# RECORD SET
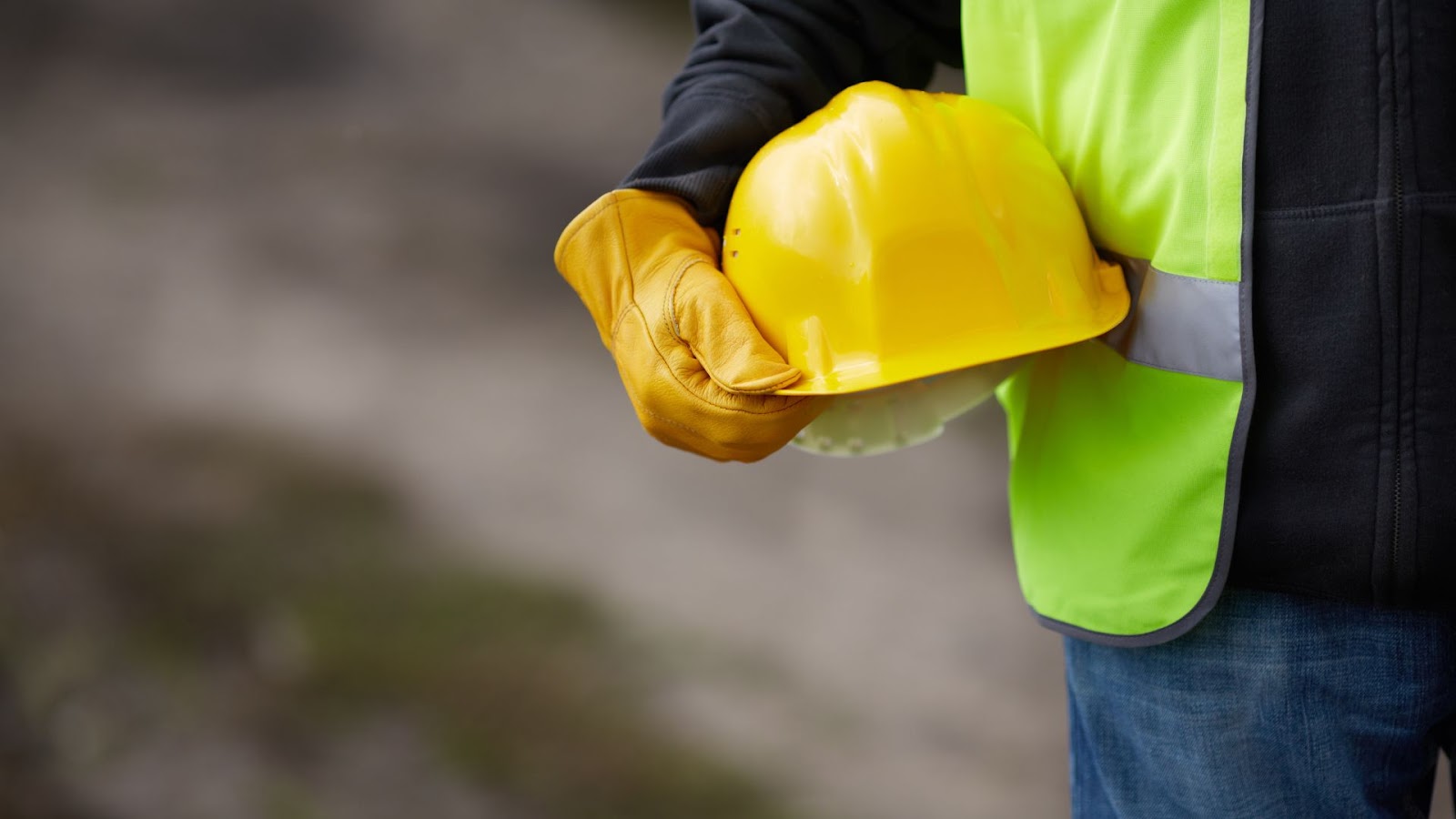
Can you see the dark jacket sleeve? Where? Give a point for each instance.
(761, 66)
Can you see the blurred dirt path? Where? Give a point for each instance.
(368, 266)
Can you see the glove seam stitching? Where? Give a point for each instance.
(670, 303)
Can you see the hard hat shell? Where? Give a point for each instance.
(897, 234)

# PROBLEM
Shift every point in the rows above by adding 88 to both of its coordinates, then write out all the rows again with their requests, leaving out the pictures.

# TASK ANSWER
Can you see the dark jacket sleeve? Where? Give a point for each instance.
(849, 154)
Can you see the blurred dirt path? Where? Give a point for each instance.
(456, 354)
Can you see the glove seam stitching? Where? Give a point for each instance.
(758, 391)
Can you see the hard hat shell? Where? Give a point for each instance.
(985, 322)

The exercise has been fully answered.